DOCUMENT PASSAGE:
|---|

Gardening with great soil

Great Gardening Starts with Great Soil

Growing a productive vegetable garden starts long before you plant. To get a good harvest, you have to get down in the dirt.

In fact,  dirt is one of the most important parts of gardening.

If your soil is too sandy, water will drain away. If it’s got too much clay, water won’t drain at all. And soil without organic matter won’t have the nutrients to grow beautiful plants and veggies.

Plainly put, dirt makes the difference in getting lots of big tomatoes and wimpy little plants with stringy fruit.

I’m the first generation of my family not to make a living off farming. My dad’s father had eighty acres and raised pigs, cows, and watermelons. My pop scouted cotton and then sold fertilizer, herbicides, and pesticides to large farms all over Texas and Arkansas.

I grew up having to work in the garden at my grandparent’s and my folks’ house, digging potatoes, shucking corn, cutting okra, and thumping watermelons. I still refuse to eat purple hull peas after shelling thousands.

What I didn’t realize until I started my own garden was all the prep work that went into it. By then, both my grandfather and pop were gone. So I signed up for classes in Fort Worth to become a Tarrant County Master Gardener.

 I learned that after a lifetime of gardening, I didn’t know much.

I knew that my soil was red clay and lacking in nutrients. For anyone who doesn’t know what kind of dirt they have, they can send a sample to Texas AgriLife and they will test it. Find out more here: The results will tell you what nutrients your soil is lacking.

|---|

DATA LISTING:
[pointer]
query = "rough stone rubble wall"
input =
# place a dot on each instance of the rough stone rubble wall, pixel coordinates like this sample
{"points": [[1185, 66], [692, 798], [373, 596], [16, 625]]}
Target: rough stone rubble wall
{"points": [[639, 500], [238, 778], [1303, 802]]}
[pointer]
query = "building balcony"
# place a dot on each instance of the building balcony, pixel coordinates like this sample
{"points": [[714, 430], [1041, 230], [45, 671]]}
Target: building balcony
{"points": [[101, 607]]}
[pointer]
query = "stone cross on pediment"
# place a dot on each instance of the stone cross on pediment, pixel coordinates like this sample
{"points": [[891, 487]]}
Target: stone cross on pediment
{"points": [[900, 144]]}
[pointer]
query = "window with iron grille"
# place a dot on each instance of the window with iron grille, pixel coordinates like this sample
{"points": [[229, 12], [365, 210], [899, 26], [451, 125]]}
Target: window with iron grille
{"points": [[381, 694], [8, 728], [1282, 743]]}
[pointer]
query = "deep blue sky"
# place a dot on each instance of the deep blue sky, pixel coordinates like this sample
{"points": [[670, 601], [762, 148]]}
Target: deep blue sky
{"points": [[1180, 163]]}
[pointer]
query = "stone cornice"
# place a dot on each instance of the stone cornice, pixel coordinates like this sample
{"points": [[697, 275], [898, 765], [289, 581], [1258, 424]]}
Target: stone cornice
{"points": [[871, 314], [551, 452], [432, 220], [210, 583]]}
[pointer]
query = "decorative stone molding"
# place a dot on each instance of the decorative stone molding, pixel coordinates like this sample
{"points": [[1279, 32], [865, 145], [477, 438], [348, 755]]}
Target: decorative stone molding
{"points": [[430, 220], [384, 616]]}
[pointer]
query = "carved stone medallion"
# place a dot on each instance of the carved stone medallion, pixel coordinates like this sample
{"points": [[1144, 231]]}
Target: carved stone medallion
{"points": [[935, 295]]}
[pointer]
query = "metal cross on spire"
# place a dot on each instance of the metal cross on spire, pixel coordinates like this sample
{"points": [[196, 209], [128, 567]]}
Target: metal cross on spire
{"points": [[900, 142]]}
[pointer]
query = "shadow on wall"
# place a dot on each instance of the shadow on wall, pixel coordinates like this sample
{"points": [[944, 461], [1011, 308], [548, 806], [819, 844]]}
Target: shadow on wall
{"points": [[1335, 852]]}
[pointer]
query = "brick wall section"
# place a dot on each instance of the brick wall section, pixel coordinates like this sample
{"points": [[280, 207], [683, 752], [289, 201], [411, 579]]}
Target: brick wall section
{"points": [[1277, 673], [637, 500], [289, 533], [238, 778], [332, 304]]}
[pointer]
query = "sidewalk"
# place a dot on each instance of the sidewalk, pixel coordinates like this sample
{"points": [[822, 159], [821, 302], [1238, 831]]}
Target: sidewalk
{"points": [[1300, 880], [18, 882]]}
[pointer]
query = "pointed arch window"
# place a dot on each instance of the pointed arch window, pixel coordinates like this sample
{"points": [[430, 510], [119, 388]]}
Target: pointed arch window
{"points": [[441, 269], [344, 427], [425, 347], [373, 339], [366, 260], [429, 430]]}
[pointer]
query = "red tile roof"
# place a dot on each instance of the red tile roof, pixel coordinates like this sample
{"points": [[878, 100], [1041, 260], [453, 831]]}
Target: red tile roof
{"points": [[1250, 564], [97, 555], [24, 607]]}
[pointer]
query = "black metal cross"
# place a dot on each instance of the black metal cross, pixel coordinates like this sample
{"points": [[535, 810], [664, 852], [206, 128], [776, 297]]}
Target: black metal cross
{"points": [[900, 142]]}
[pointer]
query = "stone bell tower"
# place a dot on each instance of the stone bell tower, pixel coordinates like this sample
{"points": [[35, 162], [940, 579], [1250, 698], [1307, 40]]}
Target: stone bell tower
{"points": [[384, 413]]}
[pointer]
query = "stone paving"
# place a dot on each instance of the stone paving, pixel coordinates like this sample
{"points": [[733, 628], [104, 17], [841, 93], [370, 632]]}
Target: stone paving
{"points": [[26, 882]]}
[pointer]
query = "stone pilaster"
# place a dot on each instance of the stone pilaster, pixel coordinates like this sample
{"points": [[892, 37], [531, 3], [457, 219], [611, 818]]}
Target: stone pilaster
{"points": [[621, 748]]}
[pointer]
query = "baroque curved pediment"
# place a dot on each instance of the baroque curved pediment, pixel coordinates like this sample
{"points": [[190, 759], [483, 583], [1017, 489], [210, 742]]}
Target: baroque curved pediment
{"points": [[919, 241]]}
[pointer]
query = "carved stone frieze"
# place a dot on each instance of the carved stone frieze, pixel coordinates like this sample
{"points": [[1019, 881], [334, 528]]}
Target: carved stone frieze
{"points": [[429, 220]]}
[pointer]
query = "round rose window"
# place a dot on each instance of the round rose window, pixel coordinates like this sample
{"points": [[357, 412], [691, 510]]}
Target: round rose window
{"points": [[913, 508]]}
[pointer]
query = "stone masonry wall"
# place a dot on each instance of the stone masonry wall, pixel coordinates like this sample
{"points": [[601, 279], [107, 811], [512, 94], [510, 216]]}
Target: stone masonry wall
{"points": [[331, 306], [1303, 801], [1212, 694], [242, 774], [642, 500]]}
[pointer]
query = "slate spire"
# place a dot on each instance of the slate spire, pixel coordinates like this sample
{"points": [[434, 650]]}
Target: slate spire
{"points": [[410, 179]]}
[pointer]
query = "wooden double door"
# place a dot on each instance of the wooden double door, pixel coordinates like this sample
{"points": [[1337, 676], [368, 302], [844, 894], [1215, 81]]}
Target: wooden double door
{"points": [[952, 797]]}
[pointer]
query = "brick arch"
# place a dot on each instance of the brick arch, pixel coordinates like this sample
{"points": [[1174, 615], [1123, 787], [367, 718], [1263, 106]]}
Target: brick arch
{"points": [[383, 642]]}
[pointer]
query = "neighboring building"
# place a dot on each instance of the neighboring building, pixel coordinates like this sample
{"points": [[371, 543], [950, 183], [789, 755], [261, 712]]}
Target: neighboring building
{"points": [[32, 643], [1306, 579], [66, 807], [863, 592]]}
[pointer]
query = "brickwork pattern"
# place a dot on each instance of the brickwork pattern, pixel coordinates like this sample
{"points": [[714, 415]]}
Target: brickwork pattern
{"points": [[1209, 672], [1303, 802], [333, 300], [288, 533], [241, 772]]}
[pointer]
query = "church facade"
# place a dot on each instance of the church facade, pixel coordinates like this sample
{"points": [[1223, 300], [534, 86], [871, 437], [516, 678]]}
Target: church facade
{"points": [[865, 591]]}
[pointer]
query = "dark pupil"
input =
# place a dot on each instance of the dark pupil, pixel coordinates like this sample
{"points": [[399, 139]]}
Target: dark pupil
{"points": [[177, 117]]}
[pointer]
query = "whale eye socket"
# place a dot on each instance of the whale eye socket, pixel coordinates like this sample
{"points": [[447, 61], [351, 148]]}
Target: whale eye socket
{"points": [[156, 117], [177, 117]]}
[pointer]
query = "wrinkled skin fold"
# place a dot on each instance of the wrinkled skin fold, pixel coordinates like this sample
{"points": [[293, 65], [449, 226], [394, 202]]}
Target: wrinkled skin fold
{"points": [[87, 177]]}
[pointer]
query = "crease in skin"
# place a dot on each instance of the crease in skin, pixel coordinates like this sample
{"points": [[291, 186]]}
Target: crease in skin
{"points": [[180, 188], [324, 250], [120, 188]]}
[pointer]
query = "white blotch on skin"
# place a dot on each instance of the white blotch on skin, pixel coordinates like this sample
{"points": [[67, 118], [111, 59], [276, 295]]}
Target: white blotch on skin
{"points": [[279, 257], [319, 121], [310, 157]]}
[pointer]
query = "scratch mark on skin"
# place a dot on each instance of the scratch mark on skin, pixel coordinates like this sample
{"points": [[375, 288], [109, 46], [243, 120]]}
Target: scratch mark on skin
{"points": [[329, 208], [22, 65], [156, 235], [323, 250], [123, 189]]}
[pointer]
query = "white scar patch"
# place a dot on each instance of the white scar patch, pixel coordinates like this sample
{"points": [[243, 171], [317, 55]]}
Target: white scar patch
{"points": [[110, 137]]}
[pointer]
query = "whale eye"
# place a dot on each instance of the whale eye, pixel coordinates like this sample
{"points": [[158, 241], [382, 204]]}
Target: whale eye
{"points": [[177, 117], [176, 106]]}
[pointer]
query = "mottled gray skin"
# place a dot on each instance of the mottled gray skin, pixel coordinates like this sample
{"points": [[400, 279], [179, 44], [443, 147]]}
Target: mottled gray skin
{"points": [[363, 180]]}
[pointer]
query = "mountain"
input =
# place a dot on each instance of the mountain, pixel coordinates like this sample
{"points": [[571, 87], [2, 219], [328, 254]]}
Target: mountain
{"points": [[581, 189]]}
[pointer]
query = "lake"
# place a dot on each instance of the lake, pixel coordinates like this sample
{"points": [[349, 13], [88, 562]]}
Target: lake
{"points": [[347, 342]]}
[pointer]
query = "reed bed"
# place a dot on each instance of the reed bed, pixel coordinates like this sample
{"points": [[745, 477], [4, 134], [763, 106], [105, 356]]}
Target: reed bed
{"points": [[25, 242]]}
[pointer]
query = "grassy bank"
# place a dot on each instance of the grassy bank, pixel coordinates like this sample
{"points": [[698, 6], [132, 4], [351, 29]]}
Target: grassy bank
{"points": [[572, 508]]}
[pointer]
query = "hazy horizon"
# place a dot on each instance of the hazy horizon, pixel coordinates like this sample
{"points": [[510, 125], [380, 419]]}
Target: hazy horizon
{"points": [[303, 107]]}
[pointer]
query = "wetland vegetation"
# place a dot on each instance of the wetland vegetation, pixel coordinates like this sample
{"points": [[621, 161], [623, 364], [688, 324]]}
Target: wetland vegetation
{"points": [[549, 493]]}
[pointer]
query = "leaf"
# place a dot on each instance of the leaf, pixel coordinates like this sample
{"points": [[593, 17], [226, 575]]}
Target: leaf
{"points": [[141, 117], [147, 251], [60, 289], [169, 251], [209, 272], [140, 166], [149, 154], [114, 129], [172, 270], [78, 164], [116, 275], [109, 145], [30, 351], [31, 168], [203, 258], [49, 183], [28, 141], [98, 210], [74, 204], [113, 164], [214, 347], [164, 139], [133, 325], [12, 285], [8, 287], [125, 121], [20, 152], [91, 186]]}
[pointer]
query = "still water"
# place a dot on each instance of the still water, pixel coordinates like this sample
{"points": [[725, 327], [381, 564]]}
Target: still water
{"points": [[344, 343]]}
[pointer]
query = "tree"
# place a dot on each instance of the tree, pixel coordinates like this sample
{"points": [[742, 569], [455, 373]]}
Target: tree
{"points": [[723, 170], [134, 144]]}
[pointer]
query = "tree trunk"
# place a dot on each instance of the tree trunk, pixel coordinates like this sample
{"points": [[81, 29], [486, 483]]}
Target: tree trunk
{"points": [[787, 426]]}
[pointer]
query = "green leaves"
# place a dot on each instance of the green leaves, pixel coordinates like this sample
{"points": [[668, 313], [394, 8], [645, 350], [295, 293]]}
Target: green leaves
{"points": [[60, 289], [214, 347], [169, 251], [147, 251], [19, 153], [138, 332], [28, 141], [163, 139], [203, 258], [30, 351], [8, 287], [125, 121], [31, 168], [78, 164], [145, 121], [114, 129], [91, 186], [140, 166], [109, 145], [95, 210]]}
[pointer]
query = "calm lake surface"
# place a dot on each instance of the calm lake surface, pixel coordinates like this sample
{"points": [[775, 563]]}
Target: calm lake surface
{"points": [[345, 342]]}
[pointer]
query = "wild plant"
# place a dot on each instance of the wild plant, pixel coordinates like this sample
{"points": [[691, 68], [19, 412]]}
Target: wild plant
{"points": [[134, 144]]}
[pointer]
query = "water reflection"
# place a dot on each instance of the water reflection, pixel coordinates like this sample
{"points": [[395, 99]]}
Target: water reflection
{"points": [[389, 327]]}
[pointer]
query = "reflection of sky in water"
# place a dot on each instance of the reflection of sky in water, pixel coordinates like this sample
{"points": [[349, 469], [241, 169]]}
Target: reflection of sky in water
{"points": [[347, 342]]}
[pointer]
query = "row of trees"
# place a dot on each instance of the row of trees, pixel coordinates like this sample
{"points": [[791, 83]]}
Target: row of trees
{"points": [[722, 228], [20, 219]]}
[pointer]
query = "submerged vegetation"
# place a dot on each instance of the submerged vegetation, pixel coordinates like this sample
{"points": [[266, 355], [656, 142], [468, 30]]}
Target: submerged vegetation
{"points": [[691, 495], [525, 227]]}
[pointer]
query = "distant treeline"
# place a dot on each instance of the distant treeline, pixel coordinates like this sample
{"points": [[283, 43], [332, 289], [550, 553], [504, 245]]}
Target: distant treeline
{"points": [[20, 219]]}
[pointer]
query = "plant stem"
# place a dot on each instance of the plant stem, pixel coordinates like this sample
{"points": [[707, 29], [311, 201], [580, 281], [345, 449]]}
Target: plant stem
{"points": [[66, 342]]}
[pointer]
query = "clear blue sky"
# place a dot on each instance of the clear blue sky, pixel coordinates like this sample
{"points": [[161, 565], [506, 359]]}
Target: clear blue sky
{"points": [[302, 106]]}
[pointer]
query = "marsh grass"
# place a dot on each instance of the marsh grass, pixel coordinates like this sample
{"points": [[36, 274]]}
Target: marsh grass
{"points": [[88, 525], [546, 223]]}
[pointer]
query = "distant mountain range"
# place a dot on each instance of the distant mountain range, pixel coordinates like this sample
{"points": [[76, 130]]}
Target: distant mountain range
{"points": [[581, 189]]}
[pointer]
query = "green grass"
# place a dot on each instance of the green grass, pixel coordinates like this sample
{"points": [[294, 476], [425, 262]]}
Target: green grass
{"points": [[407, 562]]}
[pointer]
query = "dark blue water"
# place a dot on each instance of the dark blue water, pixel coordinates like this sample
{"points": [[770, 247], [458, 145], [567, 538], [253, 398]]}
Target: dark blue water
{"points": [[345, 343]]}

|---|

SET TASK 1:
Print the part of the gardening text between "If your soil" and "after shelling thousands.", inclusive.
SET TASK 2:
Translate this sentence from the gardening text into Spanish: "If your soil is too sandy, water will drain away."
SET TASK 3:
Go on with the gardening text from where it stops.
The rows are separate material from the gardening text.

RIGHT ANSWER 1:
If your soil is too sandy, water will drain away. If it’s got too much clay, water won’t drain at all. And soil without organic matter won’t have the nutrients to grow beautiful plants and veggies.

Plainly put, dirt makes the difference in getting lots of big tomatoes and wimpy little plants with stringy fruit.

I’m the first generation of my family not to make a living off farming. My dad’s father had eighty acres and raised pigs, cows, and watermelons. My pop scouted cotton and then sold fertilizer, herbicides, and pesticides to large farms all over Texas and Arkansas.

I grew up having to work in the garden at my grandparent’s and my folks’ house, digging potatoes, shucking corn, cutting okra, and thumping watermelons. I still refuse to eat purple hull peas after shelling thousands.

RIGHT ANSWER 2:
Si tu suelo es demasiado arenoso, el agua se escurrirá.

RIGHT ANSWER 3:
Thanks to my grandfather, I had always relied on natural fertilizers (horse or cow manure), but I learned about composting and became obsessed with mulch.

A nice 2- to 3-inch layer of shredded bark mulch in the garden and flowerbeds cuts down on weeding, retains moisture, and keeps plants warmer in the winter and cooler in the summer. And, my favorite, breaks down to enrich the soil. My poor husband and sons have hauled enough mulch to cover Mount Rushmore.

We’ve been in our house for 20 years. Our home is built on a slab of red clay, just like the rest of our city. Thanks to two decades of mulching our plants, our garden and flower beds have a 2-foot layer of beautiful loamy rich soil. Every spring we plant fruit, vegetables, herbs, and flowers, then tuck them in with a nice layer of mulch. By June, we’re harvesting fat tomatoes and by July we have so many peppers that we’re dropping bags of them on our neighbors’ doorsteps after dark.

Just got to dig dirt because great gardening starts with great soil.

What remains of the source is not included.